## start MATERIAL

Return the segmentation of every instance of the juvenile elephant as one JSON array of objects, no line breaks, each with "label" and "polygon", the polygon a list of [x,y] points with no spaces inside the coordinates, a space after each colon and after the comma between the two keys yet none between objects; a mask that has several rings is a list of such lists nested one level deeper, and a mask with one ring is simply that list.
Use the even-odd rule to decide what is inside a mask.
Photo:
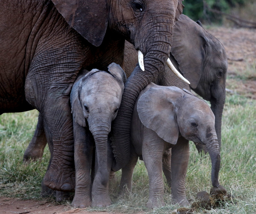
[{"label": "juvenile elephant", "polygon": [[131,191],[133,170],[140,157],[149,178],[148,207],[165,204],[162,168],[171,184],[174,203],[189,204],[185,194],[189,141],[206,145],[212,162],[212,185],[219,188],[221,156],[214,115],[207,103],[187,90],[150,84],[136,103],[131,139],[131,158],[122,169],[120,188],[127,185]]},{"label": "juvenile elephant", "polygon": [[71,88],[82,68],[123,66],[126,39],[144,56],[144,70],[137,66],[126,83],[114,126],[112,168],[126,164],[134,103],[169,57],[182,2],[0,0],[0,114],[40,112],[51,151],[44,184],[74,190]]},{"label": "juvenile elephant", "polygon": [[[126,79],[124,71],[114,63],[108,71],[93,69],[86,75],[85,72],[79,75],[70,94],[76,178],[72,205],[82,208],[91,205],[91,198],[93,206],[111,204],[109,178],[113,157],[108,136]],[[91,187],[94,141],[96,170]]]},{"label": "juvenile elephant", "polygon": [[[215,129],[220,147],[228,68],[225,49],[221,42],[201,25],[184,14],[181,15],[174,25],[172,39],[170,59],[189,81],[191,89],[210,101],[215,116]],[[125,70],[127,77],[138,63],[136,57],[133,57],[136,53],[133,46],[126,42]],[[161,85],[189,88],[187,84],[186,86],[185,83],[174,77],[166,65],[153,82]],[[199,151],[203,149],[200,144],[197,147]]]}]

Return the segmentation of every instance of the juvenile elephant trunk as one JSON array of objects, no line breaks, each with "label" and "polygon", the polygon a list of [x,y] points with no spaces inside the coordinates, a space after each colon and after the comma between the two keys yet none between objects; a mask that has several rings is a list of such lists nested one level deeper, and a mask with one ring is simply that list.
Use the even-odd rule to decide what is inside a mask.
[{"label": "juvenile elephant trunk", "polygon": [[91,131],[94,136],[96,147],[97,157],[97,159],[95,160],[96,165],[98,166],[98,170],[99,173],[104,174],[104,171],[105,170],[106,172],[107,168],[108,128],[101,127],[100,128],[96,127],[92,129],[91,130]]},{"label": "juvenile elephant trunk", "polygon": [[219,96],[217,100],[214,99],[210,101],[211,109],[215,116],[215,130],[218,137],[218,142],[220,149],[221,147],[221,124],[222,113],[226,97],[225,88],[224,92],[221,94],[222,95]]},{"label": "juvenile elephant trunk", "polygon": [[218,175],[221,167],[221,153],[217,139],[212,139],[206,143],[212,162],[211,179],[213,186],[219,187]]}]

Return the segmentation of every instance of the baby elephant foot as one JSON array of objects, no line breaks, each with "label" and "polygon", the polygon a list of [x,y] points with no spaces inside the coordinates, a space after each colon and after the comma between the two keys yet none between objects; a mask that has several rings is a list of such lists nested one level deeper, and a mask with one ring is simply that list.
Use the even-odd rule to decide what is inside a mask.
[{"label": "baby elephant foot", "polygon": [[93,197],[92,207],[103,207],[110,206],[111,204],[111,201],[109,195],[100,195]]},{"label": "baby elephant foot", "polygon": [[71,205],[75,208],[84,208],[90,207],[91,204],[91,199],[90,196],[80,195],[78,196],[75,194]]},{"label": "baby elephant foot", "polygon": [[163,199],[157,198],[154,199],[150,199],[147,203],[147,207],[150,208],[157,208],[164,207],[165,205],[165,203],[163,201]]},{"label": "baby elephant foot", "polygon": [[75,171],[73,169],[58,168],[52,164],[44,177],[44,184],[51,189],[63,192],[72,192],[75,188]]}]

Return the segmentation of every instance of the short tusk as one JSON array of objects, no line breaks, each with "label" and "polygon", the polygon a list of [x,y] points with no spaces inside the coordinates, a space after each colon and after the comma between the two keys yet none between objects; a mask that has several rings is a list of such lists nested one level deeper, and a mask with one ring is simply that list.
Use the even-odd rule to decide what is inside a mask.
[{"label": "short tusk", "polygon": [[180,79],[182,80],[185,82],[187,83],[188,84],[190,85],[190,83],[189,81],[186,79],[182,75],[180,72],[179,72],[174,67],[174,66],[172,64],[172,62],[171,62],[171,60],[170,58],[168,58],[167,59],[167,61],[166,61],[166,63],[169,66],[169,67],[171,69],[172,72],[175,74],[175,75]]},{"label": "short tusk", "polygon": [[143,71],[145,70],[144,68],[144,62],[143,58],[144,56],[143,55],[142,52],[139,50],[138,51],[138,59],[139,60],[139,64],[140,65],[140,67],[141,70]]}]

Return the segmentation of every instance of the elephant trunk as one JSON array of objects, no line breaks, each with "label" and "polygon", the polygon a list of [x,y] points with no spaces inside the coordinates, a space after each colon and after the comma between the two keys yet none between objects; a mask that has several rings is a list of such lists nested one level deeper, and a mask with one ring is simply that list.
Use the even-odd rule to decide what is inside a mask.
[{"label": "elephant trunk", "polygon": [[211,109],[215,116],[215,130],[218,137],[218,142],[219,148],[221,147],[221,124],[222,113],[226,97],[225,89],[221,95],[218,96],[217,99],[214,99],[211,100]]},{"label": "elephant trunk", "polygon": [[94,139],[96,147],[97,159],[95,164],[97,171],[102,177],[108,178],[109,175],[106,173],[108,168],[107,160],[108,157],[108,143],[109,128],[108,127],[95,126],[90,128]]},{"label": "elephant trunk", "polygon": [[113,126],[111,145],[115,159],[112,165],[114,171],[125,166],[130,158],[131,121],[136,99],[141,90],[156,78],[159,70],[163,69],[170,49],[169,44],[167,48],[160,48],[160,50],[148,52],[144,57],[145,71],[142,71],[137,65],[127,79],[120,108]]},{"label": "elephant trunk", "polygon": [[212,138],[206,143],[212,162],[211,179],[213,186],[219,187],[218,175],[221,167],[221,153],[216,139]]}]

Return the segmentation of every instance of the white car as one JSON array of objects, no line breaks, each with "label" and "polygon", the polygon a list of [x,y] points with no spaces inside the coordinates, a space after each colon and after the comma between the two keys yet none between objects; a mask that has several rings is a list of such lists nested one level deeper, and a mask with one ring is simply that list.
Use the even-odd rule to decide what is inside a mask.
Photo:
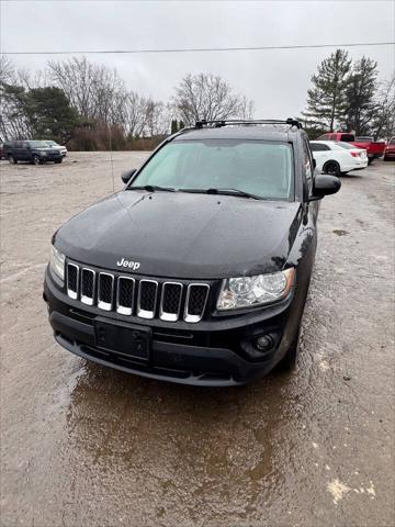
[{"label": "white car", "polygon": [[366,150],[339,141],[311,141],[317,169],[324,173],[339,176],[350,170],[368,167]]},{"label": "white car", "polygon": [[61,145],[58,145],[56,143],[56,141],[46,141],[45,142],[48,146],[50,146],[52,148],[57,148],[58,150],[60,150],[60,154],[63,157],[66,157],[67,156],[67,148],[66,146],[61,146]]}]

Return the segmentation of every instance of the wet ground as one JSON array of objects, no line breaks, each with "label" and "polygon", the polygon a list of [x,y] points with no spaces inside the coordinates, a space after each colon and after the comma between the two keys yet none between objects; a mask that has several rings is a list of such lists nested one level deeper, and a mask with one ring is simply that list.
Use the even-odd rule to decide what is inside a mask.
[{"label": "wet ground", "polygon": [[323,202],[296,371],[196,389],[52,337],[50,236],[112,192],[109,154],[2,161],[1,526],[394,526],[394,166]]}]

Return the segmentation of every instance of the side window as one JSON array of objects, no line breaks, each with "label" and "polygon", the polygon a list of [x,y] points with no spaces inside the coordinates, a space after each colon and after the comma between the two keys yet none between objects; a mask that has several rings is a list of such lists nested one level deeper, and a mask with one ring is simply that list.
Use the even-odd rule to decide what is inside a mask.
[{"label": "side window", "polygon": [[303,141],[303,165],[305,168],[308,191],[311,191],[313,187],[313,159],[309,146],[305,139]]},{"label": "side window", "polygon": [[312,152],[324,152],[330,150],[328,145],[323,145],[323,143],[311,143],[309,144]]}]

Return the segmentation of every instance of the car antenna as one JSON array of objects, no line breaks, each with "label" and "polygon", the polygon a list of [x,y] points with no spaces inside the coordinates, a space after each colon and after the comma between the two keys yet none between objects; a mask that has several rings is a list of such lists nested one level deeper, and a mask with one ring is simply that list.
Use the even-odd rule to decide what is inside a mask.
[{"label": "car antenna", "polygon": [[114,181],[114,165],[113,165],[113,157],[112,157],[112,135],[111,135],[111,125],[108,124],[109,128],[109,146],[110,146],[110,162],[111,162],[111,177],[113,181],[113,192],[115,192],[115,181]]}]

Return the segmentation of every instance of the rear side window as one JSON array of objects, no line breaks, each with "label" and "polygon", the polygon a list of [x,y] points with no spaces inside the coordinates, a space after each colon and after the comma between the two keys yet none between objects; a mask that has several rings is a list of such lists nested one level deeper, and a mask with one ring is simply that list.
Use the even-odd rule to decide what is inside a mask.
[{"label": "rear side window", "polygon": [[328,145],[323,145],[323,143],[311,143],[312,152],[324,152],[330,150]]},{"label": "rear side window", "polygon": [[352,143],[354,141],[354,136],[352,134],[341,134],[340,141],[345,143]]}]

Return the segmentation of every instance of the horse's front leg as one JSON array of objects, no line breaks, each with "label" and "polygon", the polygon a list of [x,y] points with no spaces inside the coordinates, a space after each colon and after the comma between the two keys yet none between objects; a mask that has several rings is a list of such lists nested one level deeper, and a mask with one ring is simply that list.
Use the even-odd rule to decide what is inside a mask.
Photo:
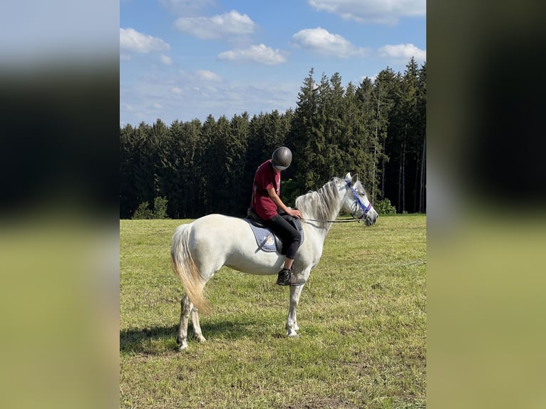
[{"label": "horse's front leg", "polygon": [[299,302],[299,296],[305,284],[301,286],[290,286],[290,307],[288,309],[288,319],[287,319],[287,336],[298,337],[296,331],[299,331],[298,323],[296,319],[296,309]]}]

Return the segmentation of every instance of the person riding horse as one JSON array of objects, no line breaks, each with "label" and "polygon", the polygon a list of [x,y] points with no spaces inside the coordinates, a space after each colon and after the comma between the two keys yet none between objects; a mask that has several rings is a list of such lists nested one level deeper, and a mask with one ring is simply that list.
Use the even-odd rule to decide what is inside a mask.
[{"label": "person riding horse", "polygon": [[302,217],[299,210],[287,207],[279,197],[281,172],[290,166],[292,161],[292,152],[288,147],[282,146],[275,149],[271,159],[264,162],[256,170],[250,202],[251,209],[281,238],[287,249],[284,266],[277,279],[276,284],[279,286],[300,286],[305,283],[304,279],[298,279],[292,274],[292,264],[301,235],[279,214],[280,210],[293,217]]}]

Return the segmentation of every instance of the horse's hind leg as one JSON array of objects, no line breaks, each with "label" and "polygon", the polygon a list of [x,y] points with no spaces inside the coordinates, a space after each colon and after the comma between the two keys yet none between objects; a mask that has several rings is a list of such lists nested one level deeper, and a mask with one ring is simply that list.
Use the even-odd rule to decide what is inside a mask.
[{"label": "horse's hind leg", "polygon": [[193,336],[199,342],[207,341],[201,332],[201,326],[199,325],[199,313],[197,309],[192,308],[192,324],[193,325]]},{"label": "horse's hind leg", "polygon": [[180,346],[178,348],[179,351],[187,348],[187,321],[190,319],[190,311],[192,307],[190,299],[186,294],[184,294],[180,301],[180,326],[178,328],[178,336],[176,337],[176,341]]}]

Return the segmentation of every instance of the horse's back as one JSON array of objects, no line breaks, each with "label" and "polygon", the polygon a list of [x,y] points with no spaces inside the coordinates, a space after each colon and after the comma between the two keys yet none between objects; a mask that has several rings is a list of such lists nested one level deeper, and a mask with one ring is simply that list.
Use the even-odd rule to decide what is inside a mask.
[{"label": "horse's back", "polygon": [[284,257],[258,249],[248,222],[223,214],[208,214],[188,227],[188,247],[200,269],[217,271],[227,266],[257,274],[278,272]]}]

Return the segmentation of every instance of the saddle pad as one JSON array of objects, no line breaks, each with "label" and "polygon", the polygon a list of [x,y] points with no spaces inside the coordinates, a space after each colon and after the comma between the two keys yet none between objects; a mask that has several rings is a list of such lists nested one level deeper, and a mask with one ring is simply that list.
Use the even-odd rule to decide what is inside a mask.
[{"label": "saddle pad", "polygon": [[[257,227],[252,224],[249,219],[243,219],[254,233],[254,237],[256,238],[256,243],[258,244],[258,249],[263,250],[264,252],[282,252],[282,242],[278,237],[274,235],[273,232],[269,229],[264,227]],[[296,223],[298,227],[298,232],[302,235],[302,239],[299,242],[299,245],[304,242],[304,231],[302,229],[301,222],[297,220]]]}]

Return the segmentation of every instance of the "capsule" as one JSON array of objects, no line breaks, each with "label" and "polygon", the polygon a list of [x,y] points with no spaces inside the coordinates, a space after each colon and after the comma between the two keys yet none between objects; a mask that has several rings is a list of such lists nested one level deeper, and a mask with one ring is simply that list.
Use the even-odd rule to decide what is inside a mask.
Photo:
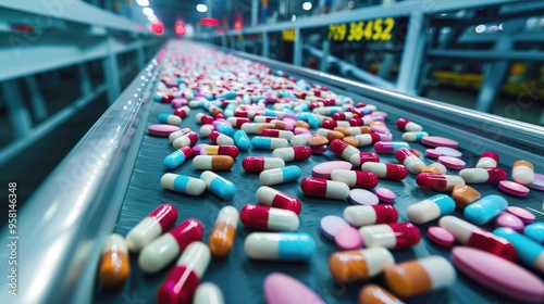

## end MATERIAL

◆ GOAL: Collect every line of the material that contains the word "riding" and list those lines.

◆ SOLUTION FOR THIS TASK:
Return the segmentation of every instance of the person riding horse as one JSON array of objects, no line breaks, each with "label" and "polygon", the polygon a list of [x,y] points with no spaces inside the coordinates, a space after each colon and after the comma between the two keys yet none between objects; a mask that has several rings is a list of such lists nested one level deeper, and a mask with one ring is simply that list.
[{"label": "person riding horse", "polygon": [[302,217],[299,210],[287,207],[279,197],[281,172],[290,166],[292,161],[292,152],[288,147],[282,146],[275,149],[271,159],[264,162],[256,170],[250,202],[251,209],[281,238],[287,249],[284,266],[277,279],[276,284],[279,286],[300,286],[305,283],[304,279],[298,279],[292,274],[292,264],[301,235],[279,214],[280,210],[293,217]]}]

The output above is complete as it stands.